Excerpt provided:
◆ ◆ ◆ ◆ ◆ ◆ ◆

Knowing about Sassy is so painful and I didn't realize she was so young.
I understand how you feel thinking of her everyday.
I'ts amazing how different all the personalities the maltese have and we love and cherish each one in different ways.
Iam so glad Hope has been there for you.
That picture of Sassy is so breathtakingly beautiful, Iam so moved by it.
May your day be filled with good memories, I will be thinking of you.






















Lisa (Starry)


----------



## MalteseMum (Apr 25, 2007)

I am so sorry, I know that anniverseries like this are hard, Just remember, she will see you again in what to her, feels like no time because the rainbow bridge, just like heaven, has no tomorrow. It is all like one day. And what will feel to her like no time, she will be with you again fully restored to the point in her life she looked most beautiful, and her health will be like never befor and she will just be loving you loving her and giving you lots of love.


----------



## Cosy (Feb 9, 2006)

It really doesn't seem like it's been a year already. I remember how very sad we all were and how you were so stranded while she was taking her turn for the worse. I know Jaimie was great comfort to her and to you.


----------



## Scoobydoo (May 26, 2005)

Susan I cannot believe it has been a year since little Sassy went to the Bridge, what a brave little girl she really was














What a wonderful mom you were too, you tried everything you could to keep her with you for as long as you could







I will never forget your beautiful little Sassy


----------



## Littlemans Mom (Apr 6, 2005)

I remember looking everyday for news on Precious little Sassy







she is truely loved and missed. My babies that have gone on to the bridge are there running and playing with her and all the others that have gone there as well














Bless you precious little Sassy....your time here was far too short but you shined so very bright while you were here that your light will never dim


----------



## camfan (Oct 30, 2006)

Susan, I wasn't a member yet when Sassy passed away but not too long ago I went back and read your stories and was very touched and saddened. She was a precious baby. It's so not fair to have them taken so young. I bet she is being a wonderful "big" sis to my little Camden at the Bridge. Hugs to you during this time--I'm glad your pain is becoming less and I know you will have beautiful memories of her forever


----------



## Cathy (Mar 19, 2006)

◆ ◆ ◆ ◆ ◆ ◆ ◆

Record extracts:
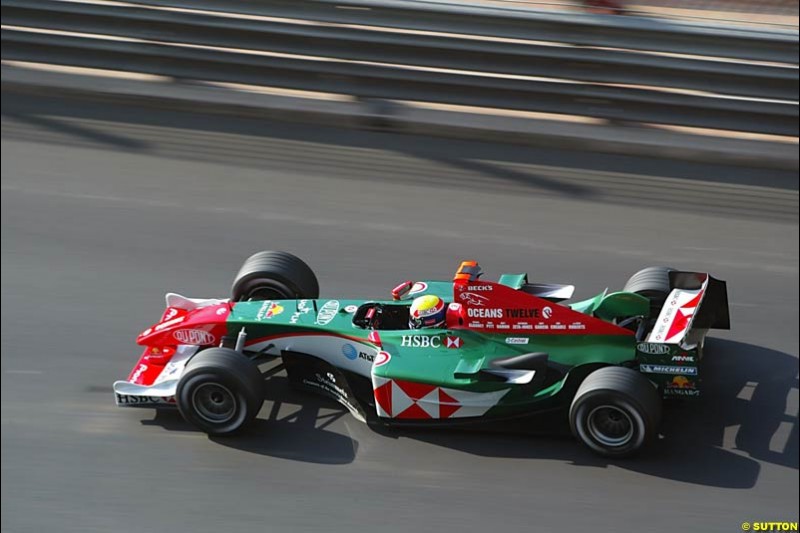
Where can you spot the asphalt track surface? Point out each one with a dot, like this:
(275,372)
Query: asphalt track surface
(105,208)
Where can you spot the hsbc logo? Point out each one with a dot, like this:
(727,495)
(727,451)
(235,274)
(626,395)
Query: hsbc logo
(453,342)
(430,341)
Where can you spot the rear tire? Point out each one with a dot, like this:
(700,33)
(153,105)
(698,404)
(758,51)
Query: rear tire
(220,391)
(615,412)
(653,284)
(274,276)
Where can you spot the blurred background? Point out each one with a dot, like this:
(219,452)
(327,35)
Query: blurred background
(150,146)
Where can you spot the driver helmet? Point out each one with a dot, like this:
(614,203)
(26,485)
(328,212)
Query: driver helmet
(427,311)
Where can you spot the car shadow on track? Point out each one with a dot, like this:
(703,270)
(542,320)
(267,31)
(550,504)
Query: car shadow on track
(748,413)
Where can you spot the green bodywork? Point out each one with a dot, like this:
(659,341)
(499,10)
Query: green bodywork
(422,356)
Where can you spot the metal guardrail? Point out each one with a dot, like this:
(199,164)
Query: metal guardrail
(625,33)
(385,65)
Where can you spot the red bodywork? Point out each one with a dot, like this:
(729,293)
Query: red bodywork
(203,327)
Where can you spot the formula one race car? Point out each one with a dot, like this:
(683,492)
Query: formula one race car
(507,350)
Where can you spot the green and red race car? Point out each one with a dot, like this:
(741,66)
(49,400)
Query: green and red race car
(507,350)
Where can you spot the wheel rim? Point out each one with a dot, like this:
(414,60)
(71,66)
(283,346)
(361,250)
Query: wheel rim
(214,403)
(610,426)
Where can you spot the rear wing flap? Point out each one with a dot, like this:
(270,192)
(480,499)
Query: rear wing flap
(696,303)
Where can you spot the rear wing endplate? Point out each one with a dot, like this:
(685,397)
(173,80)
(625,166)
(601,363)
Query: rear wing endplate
(697,301)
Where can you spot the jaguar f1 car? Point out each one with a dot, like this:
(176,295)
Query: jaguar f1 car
(508,349)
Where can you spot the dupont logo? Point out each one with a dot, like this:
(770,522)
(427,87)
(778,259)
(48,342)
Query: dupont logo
(193,336)
(652,348)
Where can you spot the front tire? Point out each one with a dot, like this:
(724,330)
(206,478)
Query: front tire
(615,412)
(220,391)
(274,276)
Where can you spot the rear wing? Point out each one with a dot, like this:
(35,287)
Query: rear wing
(671,354)
(696,303)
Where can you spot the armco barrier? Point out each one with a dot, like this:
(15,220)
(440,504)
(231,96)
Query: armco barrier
(384,65)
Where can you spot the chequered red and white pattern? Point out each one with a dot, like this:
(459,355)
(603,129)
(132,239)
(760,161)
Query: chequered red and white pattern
(402,399)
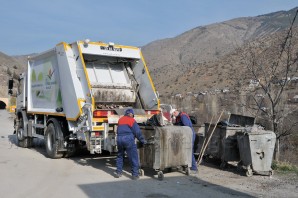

◆ ◆ ◆ ◆ ◆ ◆ ◆

Short task A: In the thread about Sassy, whose little dog does camfan picture Sassy being a "big" sister to at the Bridge?
Short task B: Echo the part of the thread about Sassy that starts with "I'ts amazing how" and goes on through "moved by it.".
The records have nothing to do with the thread about Sassy.

Final result A: Camden

Final result B:
I'ts amazing how different all the personalities the maltese have and we love and cherish each one in different ways.
Iam so glad Hope has been there for you.
That picture of Sassy is so breathtakingly beautiful, Iam so moved by it.